Exercise instructions
A. List the terms for external factors that participants used to describe pathways students in the passage on pathways educators.
B. Extend the passage on pathways educators, picking up right after its final sentence.

When portraying what it means to be a pathways educator, many participants used terms that conveyed a sense of being at the margins of higher education. Indeed, since pathways educators’ main task is to provide ‘significant support’ (P10) to students, so that they can get the ‘prerequisites to gain entrance into their undergraduate degree of choice’ (P6), the nature of the pathways educator role necessitates it sitting outside of usual university business. Pathways educators ‘take students on an apprentice journey’ (P4) to move out of the margins in which preparatory programmes sit, and into mainstream award-level higher education study. Although one participant noted that there is ‘no clear term for this student group’ (P6), pathways students were described in terms of holding marginalised identities, such as ‘non-traditional students’ (P8) with ‘diverse needs’ (P10) / ‘specialised needs’ (P8). Some participants highlighted this marginalisation in terms of common demographic and background characteristics of students (e.g., ‘low SES students’ [P2, P5], ‘mature students’ [P4], ‘first-in-family students’ [P4], and students ‘who may have financial constraints’ [P8]). A range of terms for external factors (e.g., ‘multiple commitments’ [P10], ‘mental health and wellbeing issues’ [P10], and ‘students who have experienced trauma’ [P2]) and internal factors (e.g., ‘students who have phobias about learning’ [P2], ‘lacking in stability and agency’ [P6], ‘unsure of themselves’ [P6], ‘nervous or anxious’ [P6], ‘baggage’ [P5], ‘fragile’ [P6], and ‘failure mindset[s]’ [P7]) were also used to describe students undertaking pathways courses. These vulnerabilities appeared to be expressed not to denigrate students, but instead to frame the complexity of their ‘busy lives’ (P6, P7). As Participant 6 noted, ‘[pathways] students are perfectly capable and functioning adults’ (P6).

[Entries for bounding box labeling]

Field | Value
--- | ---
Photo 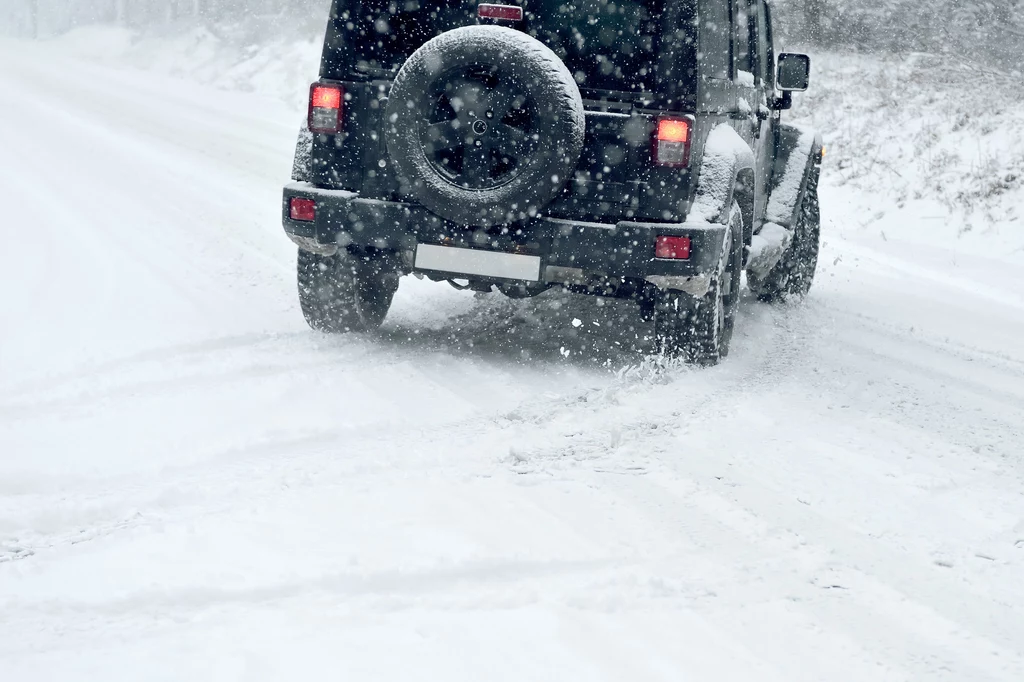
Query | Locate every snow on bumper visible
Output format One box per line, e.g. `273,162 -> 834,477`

Answers to the tasks
A. 'multiple commitments', 'mental health and wellbeing issues', and 'students who have experienced trauma'

B.
In sitting outside of mainstream university business, participants spoke of occupying ‘a space that is a border area of the academy’ (P8), ‘on the periphery’ (P3, P4), and positioned ‘in a sub-academic space’ (P2) or ‘sub-unit of higher education’ (P4). Thus, there was the perception that programmes are not viewed as being as prestigious as those in other areas of higher education: ‘widening participation programmes [are] generally situated at the periphery of universities and not accorded the same status as degree programmes (Porter-Szucs Citation2017). Like the students we serve, TESOL [Teaching English to Speakers of Other Languages] centres and professionals are often marginalised by institutions (Whiting Citation2016).’ (P1; citations in quote are taken from the participant’s written reflection). Therefore, some participants also felt there was the perception that the pathways educator role sits at the margins of a ‘traditional’ academic role, leading to it ‘not [being] understood by others’ (P1) and ‘not [being] clear what we do’ (P6). Participant 6 highlighted that these problems could be caused by there being ‘no clear terminology for tertiary preparation’ (P6): ‘[It] is a complex title and confuses both academics and non-academics. It involves explaining the job title to anyone who asks what I do when they find out I work with tertiary preparation or enabling education at a university. Non academics sometimes think I teach pre-schoolers or…. work in administration.’ (P6). To Participant 5, being in this space means having ‘no coherent discipline’ (P5) and a ‘lack of specialisation’ (P5): ‘The [pathways] college is like a conglomerate of researchers with few having research connections with each other’ (P5). Another participant referred to the space as a ‘non-discipline-specific environment’ (P7).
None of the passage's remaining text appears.